[START]

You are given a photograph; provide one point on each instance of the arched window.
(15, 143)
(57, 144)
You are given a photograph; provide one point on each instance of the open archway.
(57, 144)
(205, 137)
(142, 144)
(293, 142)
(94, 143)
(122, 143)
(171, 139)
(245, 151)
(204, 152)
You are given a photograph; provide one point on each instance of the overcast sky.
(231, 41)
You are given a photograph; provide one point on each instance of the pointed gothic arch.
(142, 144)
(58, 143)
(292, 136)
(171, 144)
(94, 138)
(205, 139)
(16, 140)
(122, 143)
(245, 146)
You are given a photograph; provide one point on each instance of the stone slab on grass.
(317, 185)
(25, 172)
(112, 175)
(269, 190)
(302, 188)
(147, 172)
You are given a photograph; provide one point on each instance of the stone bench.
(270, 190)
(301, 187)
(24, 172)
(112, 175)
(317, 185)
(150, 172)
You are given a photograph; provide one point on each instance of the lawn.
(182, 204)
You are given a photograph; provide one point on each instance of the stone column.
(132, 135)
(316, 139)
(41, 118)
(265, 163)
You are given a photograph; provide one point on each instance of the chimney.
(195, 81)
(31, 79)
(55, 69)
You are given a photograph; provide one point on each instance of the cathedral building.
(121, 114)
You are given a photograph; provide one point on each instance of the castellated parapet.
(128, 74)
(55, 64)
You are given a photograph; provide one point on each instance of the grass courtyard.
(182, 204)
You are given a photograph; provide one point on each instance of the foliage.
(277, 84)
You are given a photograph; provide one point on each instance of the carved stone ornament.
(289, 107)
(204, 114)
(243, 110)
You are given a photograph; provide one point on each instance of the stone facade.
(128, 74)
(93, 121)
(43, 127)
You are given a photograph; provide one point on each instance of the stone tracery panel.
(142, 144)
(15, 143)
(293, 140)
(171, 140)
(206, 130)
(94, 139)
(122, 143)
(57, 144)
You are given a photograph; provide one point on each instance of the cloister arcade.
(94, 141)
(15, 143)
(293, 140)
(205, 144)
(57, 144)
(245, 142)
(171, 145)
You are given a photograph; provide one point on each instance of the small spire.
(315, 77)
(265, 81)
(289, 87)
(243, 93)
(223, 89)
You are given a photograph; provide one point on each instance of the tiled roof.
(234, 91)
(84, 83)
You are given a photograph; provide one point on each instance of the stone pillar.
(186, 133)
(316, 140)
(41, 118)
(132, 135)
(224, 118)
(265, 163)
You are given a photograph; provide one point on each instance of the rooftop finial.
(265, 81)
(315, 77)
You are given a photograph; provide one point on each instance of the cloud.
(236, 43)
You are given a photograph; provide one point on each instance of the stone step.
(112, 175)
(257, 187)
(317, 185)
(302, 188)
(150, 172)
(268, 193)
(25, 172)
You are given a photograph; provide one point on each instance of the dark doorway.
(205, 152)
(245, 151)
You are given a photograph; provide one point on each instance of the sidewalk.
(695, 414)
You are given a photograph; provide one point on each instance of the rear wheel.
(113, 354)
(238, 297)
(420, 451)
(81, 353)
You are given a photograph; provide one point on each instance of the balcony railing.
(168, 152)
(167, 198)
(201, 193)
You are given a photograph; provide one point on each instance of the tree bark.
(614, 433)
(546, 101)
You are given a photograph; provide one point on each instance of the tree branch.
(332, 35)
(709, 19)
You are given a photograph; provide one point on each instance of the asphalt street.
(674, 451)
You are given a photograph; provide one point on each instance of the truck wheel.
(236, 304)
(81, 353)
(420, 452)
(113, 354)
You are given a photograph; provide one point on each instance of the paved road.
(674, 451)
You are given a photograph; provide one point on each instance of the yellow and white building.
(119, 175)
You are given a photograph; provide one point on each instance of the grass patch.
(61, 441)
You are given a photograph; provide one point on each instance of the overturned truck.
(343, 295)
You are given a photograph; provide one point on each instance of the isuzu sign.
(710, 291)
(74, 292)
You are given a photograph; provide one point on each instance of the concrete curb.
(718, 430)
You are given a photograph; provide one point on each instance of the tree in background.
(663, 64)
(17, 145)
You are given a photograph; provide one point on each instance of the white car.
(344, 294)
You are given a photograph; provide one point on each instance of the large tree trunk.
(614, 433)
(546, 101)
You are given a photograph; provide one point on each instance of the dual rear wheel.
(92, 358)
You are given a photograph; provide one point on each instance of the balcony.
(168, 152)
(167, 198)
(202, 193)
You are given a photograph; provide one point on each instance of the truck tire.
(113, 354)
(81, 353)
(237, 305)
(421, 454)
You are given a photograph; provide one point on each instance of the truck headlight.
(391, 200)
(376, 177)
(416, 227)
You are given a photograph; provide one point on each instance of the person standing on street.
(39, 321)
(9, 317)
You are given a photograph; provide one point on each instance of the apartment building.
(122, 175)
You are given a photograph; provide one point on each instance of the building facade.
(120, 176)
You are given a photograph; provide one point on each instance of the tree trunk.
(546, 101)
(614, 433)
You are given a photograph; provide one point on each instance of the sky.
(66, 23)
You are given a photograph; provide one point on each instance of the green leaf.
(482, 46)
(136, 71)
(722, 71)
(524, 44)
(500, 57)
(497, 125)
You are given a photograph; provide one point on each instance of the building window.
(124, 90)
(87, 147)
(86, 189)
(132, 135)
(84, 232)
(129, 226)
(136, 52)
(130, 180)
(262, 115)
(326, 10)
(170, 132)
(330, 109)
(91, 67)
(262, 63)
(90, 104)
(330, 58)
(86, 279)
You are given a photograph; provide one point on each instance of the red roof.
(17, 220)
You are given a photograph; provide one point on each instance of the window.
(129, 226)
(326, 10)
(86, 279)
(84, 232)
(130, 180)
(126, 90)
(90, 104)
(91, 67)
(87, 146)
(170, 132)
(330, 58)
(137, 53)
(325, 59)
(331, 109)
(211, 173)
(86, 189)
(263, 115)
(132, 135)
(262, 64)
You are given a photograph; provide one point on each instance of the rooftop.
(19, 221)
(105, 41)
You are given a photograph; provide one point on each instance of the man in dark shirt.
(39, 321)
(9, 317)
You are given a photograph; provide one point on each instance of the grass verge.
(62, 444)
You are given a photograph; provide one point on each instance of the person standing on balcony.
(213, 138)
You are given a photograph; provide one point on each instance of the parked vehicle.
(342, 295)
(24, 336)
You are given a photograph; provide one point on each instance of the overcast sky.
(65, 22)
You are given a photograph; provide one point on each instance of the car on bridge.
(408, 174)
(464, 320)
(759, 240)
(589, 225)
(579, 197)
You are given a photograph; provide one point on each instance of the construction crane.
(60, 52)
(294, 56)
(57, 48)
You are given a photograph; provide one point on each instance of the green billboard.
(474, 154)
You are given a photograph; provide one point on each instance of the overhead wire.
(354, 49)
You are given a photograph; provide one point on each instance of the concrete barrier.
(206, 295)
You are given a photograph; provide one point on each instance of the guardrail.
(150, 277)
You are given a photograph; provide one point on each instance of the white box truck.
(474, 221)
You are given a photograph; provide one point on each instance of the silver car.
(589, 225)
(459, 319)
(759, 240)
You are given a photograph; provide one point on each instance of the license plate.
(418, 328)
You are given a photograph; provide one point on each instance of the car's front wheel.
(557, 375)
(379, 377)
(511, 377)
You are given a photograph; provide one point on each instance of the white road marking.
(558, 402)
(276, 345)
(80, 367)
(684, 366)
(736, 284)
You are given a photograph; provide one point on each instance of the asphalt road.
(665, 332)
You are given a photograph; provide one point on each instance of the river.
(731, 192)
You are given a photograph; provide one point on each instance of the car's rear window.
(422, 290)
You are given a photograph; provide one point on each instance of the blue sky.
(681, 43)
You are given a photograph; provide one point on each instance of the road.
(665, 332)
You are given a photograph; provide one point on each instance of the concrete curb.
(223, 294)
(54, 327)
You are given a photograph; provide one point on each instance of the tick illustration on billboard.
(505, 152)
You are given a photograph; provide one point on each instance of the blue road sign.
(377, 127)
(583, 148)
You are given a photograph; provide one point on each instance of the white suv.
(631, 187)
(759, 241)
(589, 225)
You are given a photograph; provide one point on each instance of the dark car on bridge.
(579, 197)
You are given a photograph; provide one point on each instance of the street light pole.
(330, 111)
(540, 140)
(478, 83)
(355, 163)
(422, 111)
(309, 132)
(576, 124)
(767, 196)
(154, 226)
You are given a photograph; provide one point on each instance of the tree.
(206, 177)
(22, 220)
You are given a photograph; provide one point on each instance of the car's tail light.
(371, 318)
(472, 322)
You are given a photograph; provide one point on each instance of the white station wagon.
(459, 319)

[END]

== INSTRUCTIONS FOR THE TASK ==
Rewrite the entries from the line that contains "white station wagon." through the end of the entries, changing "station wagon" to "sedan" and leaving everything else unchanged.

== TASK SOLUTION ==
You are given a photograph; provide one point on each instance of the white sedan.
(459, 319)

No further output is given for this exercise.